++++ Selected extract ++++

Bangladesh can be the next outsourcing destination: PwC

PwC Bangladesh, in its analysis of Bangladesh as an investment point, said the country is striving to enhance its exports on all fronts.


Planning Minister MA Mannan launches the report at an event at the Sheraton Dhaka hotel yesterday. Photo: collected

June 21, 2023

DHAKA – Bangladesh has immense potential to become the next outsourcing destination riding on a higher proportion of the working age population and the government’s initiatives aimed at attracting investments, a new study said.

PwC Bangladesh, in its flagship report “Destination Bangladesh”, an analysis of the country as an investment destination, said the country is striving to enhance its exports on all fronts of production.

Planning Minister MA Mannan launched the report at an event at the Sheraton Dhaka hotel.

The study covers areas such as entry to Bangladesh’s market, funding opportunities, incentives to draw foreign investments, regulations, tax incentives and steps needed to operate businesses.

“Once again, after the pandemic, Bangladesh managed to be an exemplar of resilience in terms of economic recovery,” it said.

The economy recorded a 6.9 per cent growth in the fiscal year of 2020 21 and 7.2 per cent in 2021 22.

PwC Bangladesh’s report highlights the facilities Bangladesh is providing to woo foreign companies.

The Bangladesh Economic Zones Authority has undertaken an initiative to set up 100 economic zones, in both public and private sectors.

Many of them are already operational and are ready for investments and exports, said PwC.

Bangladesh is also heavily investing in the export sector and has provided 100 per cent tax exemption to IT and IT-enabled service providers up to 2024 and the benefit could be extended up to 2030.

There is a provision of 100 per cent profit repatriation and a 10 per cent cash incentive for IT or ITES exports.

++++ Data for review ++++

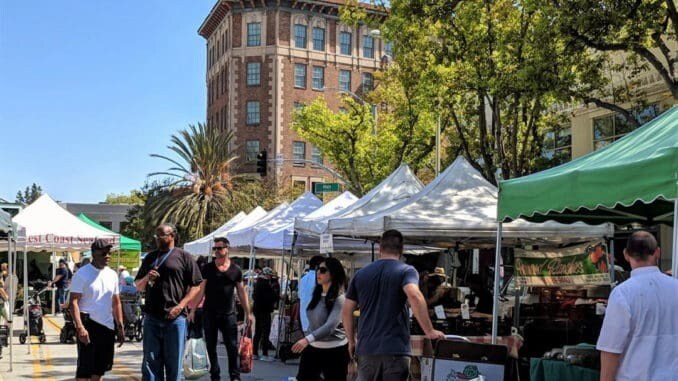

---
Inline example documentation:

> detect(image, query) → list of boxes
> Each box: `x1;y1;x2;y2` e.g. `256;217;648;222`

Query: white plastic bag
184;338;210;380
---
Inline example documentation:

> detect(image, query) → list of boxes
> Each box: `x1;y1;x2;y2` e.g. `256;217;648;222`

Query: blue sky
0;0;216;202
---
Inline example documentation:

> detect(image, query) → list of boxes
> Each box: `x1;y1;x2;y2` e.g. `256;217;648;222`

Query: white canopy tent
184;211;250;255
294;191;362;236
330;157;614;343
252;192;323;251
12;194;120;251
329;157;613;247
12;194;120;353
0;209;18;372
326;164;424;234
227;202;290;249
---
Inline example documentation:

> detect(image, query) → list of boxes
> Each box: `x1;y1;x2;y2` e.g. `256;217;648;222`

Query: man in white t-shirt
596;231;678;381
118;265;129;286
70;239;125;381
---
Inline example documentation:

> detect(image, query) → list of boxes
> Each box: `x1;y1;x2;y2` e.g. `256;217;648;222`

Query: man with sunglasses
135;224;202;381
70;239;125;381
189;237;252;381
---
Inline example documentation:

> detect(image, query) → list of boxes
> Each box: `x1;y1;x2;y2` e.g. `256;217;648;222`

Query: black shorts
75;314;115;378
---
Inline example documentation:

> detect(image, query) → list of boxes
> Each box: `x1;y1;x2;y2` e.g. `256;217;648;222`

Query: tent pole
52;244;56;316
7;229;16;372
23;242;31;355
492;222;502;344
671;198;678;278
608;235;615;284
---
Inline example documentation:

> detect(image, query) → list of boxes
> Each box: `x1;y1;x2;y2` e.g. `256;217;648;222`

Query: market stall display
494;106;678;380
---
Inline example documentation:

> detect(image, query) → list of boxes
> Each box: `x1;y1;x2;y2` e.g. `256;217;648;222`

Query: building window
313;28;325;51
292;141;306;165
384;41;393;57
294;24;307;49
362;73;374;93
339;32;353;56
363;35;374;58
542;127;572;166
311;146;323;165
245;140;259;163
294;64;306;89
593;104;659;150
339;70;351;91
247;62;261;86
247;101;261;125
313;66;325;90
247;22;261;46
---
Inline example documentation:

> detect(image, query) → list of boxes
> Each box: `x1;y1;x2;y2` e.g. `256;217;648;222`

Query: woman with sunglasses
292;258;349;381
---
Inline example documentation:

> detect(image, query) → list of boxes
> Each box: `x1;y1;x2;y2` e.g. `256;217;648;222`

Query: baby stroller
19;283;49;344
120;287;144;342
59;308;77;344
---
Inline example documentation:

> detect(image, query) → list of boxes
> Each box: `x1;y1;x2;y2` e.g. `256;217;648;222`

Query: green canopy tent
78;213;141;269
495;106;678;342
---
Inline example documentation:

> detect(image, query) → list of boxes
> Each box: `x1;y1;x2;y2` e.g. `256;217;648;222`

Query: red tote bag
240;324;254;373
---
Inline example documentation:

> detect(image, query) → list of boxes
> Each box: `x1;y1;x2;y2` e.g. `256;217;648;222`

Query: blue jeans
141;315;186;381
54;287;66;312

++++

# Activity list
(a) Reproduce the stretch of the outsourcing article from "DHAKA – Bangladesh" through "new study said.".
(b) According to the article on Bangladesh as an outsourcing destination, how many economic zones has the Bangladesh Economic Zones Authority set out to establish?
(c) Continue the article on Bangladesh as an outsourcing destination from where it stops.

# Exercise answers
(a)
DHAKA – Bangladesh has immense potential to become the next outsourcing destination riding on a higher proportion of the working age population and the government’s initiatives aimed at attracting investments, a new study said.

(b) 100 economic zones, in both public and private sectors.

(c)
The ICT infrastructure encompasses a plan to develop IT professionals through 35,000 Sheikh Russel Digital Labs, and 39 hi-tech IT parks.

Bangladesh’s attractiveness as an outsourcing destination for services continues to grow due to its capable working-age population, which is demonstrated through its improvement in the ranking in AT Kearney’s Global Services Location Index 2021 by two places to 35th.

The government is looking to create more than 200,000 direct and 50,000 indirect jobs and earn $5 billion a year in the next decade through outsourcing.

“With a high proportion of university-educated youth under 25 years of age, the outsourcing opportunity is attractive for the growth of the ICT or outsourcing-tech-savvy sector,” the report said.

It said the demand for intermediate goods is expected to continue to rise, which may be justified by the government’s undertaking of mega infrastructure projects such as Padma Bridge, metro rail and the Bangabandhu Sheikh Mujibur Rahman Tunnel under the Karnaphuli river.

“Significant progress has been made in terms of infrastructure development after the opening of the Padma Bridge.”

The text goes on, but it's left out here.